Énoncé du problème 1. Présentez chaque ligne des enregistrements ci-dessous sous forme de liste numérotée, sans les lignes vides. Omettez les images dans votre réponse.
-------- Texte à lire
Enfin, on constate un manque de sanctions adéquates des auteurs de violences. On a un grand nombre de dossiers où ils sont maintenus ou changés de service, ou suspendus un bref laps de temps. Les collectivités doivent être exemplaires en matière de sanction selon les textes de l’État3. Selon l’AVFT, la sanction la plus adéquate est la révocation : c’est la seule façon de répondre pleinement à l’obligation de sécurité. Les violences sont fondées sur l‘impunité dont bénéficient les auteurs de violence : s’ils ne perdent rien à commettre des violences, ils recommenceront, et s’ils ne recommencent pas, cela génère du stress pour les agentes qui continuent à être exposées à un individu qui a préalablement commis des violences, portant atteinte à leurs conditions de travail. Sanctionner c’est donc protéger.
Comment l’AVFT accompagne-t-elle les collectivités sur ce sujet ?
L’action des collectivités doit reposer sur un plan de formation complet sur les VSST, pas seulement des sensibilisations ponctuelles à l’occasion du 8 mars ou du 25 novembre, à destination des membres du CSE, des services RH, les membres de la cellule d’écoute et de la cellule de traitement de signalement. L’AVFT permet la réalisation de ce genre de programmes de formation, soit en interne des structures de travail, ou en inter, à raison de trois sessions par an (la prochaine session étant prévue pour octobre 2025).
----------------
Énoncé du problème 2. D'après l'extrait sur les violences au travail, quelle sanction l'AVFT juge-t-elle la plus adéquate ?
-------- Lignes
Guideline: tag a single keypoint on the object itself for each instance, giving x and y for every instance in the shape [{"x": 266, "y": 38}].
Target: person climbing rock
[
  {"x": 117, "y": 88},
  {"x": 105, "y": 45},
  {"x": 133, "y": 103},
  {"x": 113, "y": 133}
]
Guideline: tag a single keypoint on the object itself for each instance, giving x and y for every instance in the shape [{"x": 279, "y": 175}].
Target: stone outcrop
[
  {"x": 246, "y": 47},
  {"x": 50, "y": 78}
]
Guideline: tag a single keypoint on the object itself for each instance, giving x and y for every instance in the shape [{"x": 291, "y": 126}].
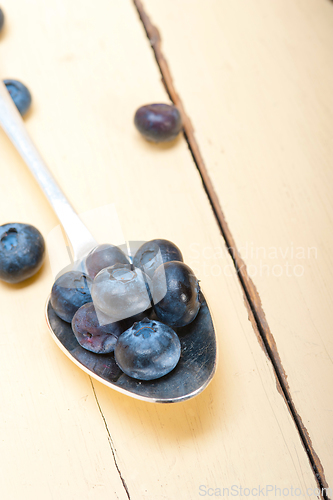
----------------
Résultat obtenu 1.
1. Guideline: tag a single keypoint on the object itself for each instance, giving x and y for every instance in the shape [{"x": 266, "y": 38}].
2. Target: person climbing rock
3. [
4.   {"x": 117, "y": 88},
5.   {"x": 105, "y": 45},
6.   {"x": 133, "y": 103},
7.   {"x": 113, "y": 133}
8. ]
9. Guideline: tag a single keypoint on the object itself for each instance, giving x and y for every instance in the shape [{"x": 279, "y": 175}].
10. Target: stone outcrop
11. [
12.   {"x": 246, "y": 47},
13.   {"x": 50, "y": 78}
14. ]
15. Guideline: tag a single keypoint on the object itself for each instance, giving x and y for every instance in the shape [{"x": 291, "y": 126}].

Résultat obtenu 2. La révocation.